— Start —

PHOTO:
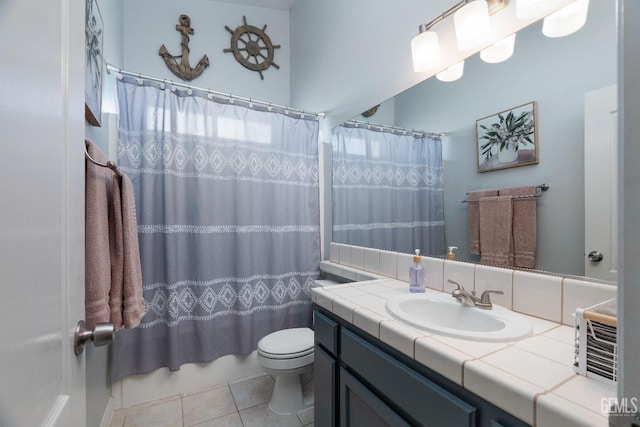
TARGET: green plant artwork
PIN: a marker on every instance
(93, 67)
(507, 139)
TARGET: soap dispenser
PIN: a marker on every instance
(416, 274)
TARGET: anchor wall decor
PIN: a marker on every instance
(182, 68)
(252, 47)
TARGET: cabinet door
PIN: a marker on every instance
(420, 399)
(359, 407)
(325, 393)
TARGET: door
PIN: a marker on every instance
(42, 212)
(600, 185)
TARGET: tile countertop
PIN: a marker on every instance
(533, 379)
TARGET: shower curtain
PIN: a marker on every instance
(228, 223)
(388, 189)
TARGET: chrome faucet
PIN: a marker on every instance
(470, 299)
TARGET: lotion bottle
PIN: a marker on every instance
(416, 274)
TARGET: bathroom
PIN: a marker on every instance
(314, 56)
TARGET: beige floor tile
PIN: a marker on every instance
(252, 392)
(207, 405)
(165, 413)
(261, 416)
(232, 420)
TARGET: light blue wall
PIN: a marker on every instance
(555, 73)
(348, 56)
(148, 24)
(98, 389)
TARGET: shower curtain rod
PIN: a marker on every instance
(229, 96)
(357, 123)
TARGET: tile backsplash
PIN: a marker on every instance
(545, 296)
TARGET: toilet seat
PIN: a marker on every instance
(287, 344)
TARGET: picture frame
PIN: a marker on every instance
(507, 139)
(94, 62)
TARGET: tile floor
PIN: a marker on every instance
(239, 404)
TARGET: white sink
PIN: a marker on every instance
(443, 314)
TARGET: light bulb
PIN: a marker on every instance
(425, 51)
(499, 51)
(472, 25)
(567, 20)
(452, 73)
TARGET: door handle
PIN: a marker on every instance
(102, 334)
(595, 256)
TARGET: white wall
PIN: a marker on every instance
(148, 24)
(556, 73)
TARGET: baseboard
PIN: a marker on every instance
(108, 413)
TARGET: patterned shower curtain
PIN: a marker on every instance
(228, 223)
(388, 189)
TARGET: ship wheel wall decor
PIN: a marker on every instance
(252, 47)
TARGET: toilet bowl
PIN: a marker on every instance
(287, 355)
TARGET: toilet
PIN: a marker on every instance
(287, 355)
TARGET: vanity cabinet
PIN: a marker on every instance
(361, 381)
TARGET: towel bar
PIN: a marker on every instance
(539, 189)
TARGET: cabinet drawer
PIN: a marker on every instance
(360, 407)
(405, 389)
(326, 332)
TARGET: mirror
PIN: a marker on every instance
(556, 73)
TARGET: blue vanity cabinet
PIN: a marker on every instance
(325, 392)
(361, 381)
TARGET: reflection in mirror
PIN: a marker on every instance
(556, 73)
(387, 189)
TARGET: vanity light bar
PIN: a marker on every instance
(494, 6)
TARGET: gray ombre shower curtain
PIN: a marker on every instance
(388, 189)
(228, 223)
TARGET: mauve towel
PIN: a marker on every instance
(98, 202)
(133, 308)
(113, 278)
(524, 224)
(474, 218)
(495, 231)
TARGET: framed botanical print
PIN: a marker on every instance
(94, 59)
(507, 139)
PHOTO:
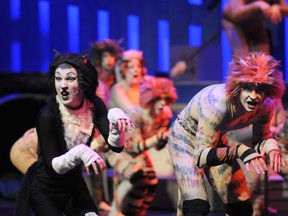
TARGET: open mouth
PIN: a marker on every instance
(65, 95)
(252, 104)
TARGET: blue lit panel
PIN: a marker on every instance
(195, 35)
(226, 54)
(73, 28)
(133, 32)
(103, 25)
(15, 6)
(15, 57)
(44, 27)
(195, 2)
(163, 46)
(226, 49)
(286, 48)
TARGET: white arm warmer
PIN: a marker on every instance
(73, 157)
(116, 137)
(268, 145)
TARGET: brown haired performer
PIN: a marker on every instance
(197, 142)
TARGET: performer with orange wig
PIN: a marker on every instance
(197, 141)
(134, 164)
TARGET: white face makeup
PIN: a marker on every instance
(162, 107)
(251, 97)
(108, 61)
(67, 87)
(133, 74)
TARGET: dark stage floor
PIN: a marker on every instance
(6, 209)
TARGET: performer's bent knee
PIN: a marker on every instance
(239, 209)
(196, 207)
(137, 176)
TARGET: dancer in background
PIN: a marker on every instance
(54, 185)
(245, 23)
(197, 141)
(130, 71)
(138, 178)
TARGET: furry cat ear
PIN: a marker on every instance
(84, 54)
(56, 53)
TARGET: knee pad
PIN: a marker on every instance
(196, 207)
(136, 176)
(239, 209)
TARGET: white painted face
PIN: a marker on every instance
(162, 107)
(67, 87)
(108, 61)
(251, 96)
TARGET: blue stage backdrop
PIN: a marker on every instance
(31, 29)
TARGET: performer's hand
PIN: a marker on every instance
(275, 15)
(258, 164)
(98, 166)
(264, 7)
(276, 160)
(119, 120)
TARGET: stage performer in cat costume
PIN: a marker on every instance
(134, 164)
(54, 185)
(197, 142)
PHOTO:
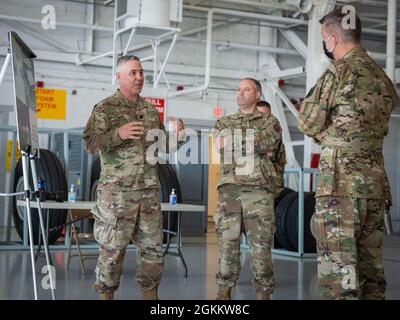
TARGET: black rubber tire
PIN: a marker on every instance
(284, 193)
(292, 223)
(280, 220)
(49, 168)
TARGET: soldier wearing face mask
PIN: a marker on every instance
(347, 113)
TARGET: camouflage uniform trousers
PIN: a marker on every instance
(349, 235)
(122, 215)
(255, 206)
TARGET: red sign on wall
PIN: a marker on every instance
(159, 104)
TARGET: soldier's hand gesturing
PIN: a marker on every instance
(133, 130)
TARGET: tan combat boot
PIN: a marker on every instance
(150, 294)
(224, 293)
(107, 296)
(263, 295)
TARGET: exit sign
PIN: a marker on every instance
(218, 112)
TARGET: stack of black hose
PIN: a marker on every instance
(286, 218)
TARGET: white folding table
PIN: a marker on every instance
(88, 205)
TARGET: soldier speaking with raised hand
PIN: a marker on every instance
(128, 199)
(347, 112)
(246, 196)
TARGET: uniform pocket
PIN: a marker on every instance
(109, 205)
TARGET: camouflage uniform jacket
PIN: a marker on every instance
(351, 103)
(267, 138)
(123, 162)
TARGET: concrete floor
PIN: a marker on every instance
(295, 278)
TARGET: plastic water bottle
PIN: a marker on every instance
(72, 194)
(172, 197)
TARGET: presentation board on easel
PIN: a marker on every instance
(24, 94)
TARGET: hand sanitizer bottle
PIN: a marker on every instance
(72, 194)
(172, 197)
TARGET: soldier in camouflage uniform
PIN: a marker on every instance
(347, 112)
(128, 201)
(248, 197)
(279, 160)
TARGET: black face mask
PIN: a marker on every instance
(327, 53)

— End —
— Start —

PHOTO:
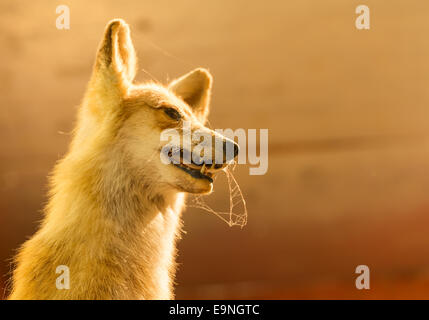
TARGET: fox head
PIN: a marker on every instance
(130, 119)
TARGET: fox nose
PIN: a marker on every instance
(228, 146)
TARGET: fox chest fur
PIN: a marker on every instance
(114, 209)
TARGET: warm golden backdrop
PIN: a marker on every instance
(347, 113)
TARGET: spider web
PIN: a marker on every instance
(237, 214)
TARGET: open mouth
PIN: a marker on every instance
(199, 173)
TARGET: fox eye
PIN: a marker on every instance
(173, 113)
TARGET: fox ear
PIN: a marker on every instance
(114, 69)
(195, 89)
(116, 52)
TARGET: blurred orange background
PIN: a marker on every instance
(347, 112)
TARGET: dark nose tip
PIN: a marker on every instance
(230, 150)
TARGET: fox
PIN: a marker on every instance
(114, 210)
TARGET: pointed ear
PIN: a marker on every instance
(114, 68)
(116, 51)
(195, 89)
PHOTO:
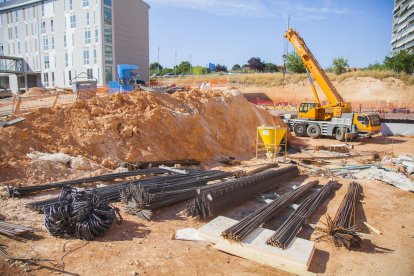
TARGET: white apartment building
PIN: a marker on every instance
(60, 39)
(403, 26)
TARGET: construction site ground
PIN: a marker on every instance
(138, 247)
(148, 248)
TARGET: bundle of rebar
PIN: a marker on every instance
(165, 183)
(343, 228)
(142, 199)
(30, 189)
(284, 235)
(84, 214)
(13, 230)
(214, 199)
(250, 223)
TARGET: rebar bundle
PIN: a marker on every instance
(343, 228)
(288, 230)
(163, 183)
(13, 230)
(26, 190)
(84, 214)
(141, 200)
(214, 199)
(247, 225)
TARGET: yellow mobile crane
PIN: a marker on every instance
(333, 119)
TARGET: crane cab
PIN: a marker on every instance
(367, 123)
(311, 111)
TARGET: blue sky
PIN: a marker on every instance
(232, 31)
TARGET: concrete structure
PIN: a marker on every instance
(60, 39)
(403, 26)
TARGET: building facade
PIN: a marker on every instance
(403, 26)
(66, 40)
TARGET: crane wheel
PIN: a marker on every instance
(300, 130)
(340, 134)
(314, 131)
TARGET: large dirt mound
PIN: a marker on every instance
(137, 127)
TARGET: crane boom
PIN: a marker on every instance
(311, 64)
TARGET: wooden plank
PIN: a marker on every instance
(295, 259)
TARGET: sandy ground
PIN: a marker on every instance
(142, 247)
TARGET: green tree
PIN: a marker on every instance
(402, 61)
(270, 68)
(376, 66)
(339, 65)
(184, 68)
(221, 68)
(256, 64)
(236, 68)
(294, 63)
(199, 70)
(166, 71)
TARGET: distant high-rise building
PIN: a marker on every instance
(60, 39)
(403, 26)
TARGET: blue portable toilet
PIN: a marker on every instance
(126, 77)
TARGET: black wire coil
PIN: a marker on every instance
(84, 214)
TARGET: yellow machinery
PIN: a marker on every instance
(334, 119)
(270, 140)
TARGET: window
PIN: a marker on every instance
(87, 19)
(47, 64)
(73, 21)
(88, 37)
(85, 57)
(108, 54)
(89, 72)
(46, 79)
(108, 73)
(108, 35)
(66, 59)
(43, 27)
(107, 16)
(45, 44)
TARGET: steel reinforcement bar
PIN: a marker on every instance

— End —
— Start —

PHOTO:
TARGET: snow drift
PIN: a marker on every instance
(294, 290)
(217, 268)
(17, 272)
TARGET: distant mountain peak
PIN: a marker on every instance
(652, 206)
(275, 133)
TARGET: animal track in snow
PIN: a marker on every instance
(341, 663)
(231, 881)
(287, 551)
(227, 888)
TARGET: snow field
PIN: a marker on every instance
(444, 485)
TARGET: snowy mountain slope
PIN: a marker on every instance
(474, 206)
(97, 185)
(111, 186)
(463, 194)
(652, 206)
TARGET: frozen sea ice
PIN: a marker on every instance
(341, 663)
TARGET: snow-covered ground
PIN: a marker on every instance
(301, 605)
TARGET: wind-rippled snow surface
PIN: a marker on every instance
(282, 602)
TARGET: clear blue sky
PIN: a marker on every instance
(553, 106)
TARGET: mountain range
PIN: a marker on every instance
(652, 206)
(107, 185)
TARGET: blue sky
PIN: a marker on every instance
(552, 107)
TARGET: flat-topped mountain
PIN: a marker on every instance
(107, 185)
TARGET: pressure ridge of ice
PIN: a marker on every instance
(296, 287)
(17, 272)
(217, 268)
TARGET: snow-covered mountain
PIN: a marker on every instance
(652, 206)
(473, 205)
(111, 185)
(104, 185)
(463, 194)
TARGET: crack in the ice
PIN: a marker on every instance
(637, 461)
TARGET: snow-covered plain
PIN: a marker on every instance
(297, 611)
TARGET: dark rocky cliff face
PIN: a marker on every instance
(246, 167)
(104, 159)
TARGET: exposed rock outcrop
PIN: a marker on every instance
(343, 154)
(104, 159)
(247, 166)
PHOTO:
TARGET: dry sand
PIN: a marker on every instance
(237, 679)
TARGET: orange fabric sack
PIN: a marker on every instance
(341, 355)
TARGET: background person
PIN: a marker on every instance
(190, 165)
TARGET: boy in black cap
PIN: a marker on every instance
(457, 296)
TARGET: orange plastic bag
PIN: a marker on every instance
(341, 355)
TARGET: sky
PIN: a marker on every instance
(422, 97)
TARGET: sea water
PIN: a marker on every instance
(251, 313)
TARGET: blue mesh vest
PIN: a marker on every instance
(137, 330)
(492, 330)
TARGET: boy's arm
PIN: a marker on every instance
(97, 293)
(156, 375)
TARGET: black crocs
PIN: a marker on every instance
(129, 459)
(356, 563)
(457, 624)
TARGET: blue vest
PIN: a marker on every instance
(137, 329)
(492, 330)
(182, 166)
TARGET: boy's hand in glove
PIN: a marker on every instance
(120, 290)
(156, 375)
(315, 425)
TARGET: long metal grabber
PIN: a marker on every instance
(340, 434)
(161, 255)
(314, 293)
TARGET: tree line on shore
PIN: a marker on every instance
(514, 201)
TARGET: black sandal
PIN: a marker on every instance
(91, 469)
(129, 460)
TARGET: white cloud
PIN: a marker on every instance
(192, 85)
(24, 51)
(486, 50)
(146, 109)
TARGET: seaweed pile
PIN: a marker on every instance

— End —

WHAT YOU WILL DO ->
Find every line in the listing above that contains the word "background" and copy each one out; case counts.

TASK ANSWER ->
TARGET: dancer in background
TARGET: blurred orange background
TARGET: background person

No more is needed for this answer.